• **Task to carry out**:
Only the lines from the one containing "Query: car antenna" through the end of the listing below belong in your answer; retype them exactly.

==========

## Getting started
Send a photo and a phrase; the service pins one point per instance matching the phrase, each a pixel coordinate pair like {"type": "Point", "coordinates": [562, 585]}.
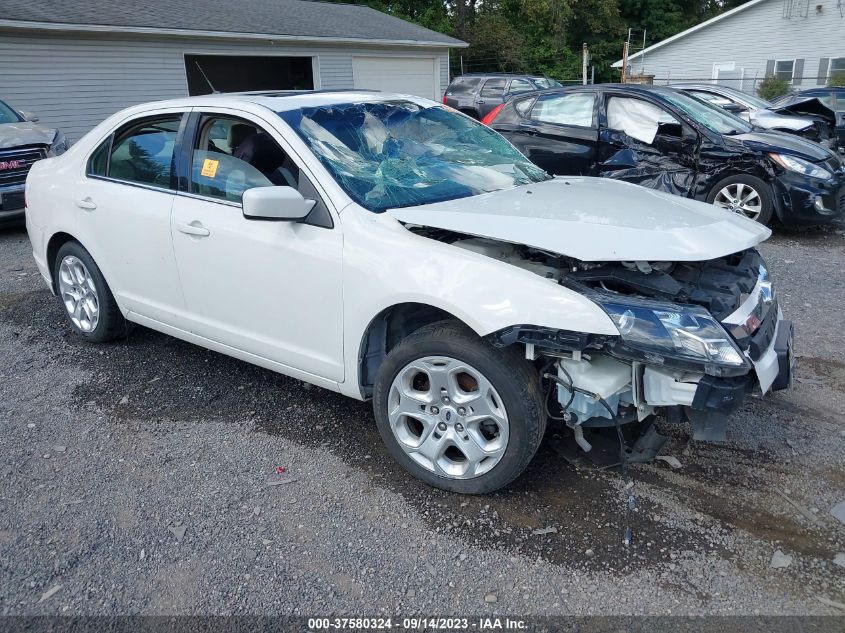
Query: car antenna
{"type": "Point", "coordinates": [207, 80]}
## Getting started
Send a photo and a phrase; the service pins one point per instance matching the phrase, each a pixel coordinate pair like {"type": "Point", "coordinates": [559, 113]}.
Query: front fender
{"type": "Point", "coordinates": [385, 265]}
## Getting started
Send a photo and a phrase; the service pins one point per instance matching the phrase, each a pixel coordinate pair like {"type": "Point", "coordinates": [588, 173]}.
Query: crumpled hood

==========

• **Response to this exercise**:
Query: car antenna
{"type": "Point", "coordinates": [207, 80]}
## Getting started
Send a photo and a phrase; the service pins one point per instance matching the phrase, each a pixel coordinate pair like {"type": "Point", "coordinates": [559, 113]}.
Query: front fender
{"type": "Point", "coordinates": [385, 265]}
## Getting started
Send a photo and a phrase; the service pins one point per instance matching the phrase, each a pixel coordinate pair like {"type": "Point", "coordinates": [588, 173]}.
Query: crumpled hood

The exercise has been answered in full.